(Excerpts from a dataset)
Content starts
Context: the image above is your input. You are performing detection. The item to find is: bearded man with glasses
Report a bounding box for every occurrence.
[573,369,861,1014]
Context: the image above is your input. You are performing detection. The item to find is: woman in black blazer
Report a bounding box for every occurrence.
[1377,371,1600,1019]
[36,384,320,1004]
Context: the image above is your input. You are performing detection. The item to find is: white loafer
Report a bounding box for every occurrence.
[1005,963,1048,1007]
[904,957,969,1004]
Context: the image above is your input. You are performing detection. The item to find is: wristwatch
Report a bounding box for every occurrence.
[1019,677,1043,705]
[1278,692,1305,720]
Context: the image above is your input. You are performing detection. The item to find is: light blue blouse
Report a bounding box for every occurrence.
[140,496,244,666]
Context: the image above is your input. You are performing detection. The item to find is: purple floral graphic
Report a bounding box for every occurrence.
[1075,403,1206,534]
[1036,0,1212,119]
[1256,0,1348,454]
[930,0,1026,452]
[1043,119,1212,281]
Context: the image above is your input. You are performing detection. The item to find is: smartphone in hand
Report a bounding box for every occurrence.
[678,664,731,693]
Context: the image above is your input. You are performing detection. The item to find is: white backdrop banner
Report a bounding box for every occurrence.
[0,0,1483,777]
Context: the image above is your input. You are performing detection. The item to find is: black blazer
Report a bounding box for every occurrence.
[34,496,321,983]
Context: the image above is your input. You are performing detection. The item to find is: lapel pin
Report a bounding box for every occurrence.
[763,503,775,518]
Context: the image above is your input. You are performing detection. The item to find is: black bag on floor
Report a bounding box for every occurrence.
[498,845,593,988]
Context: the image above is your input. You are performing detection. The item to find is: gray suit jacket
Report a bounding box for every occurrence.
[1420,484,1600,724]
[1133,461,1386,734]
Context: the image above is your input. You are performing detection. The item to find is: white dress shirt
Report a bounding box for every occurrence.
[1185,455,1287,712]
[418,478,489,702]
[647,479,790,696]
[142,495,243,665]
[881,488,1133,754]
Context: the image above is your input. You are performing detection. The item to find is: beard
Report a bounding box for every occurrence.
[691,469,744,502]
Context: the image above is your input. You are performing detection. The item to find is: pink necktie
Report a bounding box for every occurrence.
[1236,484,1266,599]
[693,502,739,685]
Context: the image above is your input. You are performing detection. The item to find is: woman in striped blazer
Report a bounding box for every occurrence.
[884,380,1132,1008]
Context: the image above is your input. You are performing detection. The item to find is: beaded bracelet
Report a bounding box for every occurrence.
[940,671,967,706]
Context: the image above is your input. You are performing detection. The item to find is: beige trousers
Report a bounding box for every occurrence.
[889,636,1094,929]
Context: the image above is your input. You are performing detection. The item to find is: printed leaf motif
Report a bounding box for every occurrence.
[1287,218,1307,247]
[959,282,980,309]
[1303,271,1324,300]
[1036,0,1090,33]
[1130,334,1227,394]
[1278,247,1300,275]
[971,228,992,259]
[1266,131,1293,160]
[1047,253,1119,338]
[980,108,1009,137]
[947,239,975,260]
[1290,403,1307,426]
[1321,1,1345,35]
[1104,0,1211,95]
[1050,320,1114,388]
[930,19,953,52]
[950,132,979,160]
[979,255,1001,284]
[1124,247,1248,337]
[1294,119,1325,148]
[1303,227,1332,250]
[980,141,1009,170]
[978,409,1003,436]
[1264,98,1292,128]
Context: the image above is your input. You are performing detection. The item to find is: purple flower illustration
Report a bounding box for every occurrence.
Content ends
Content starts
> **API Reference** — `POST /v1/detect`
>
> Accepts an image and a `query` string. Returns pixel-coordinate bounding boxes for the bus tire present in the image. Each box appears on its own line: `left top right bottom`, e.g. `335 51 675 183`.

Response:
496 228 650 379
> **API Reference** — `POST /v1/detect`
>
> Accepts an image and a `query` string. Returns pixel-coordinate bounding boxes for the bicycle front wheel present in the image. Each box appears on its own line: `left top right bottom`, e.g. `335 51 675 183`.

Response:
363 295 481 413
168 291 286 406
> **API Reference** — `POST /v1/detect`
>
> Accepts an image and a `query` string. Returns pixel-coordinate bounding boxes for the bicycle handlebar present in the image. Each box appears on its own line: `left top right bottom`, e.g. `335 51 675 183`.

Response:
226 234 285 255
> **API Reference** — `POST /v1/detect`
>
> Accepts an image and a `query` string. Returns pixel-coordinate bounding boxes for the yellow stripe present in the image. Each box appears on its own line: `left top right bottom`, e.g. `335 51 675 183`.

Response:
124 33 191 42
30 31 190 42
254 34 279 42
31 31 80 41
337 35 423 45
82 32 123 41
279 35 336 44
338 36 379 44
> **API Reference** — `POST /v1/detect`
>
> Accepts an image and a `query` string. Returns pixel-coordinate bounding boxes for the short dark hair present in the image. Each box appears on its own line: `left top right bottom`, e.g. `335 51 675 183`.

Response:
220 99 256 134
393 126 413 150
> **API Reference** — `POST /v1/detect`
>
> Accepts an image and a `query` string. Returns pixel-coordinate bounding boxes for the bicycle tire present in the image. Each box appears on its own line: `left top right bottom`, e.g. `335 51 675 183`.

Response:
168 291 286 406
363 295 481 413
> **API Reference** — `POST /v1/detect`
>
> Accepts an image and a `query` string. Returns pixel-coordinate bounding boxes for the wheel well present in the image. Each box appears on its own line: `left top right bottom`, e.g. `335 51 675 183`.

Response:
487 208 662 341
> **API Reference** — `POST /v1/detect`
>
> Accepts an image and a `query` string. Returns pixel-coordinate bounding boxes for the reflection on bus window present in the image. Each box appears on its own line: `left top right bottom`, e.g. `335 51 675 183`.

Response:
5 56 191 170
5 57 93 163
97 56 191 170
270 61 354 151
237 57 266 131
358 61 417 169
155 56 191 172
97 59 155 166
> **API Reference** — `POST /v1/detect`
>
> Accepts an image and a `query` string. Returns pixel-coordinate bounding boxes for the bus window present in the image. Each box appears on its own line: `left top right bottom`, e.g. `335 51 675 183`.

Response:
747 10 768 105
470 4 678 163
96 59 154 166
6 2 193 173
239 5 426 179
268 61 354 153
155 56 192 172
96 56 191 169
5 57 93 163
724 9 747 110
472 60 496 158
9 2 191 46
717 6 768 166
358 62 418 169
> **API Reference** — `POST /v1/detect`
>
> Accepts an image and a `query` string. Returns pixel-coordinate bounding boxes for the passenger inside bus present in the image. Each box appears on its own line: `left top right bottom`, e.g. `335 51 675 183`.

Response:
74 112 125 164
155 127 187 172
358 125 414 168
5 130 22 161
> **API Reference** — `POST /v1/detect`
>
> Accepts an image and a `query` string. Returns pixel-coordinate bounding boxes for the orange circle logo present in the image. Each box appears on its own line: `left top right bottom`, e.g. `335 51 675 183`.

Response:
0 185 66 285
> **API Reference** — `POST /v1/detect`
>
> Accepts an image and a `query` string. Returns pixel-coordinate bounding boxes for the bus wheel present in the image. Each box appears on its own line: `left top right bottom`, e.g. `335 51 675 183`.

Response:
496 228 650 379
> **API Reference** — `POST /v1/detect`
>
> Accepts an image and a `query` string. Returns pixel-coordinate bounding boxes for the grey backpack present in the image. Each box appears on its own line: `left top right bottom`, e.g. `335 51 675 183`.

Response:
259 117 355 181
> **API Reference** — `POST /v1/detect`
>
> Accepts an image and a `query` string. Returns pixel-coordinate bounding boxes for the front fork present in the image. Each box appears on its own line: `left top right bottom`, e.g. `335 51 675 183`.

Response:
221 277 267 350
Content ends
**PROMPT**
Work out how many lines in the records hold the word "blazer", and answer with that number alone.

**EXERCISE OUTPUT**
3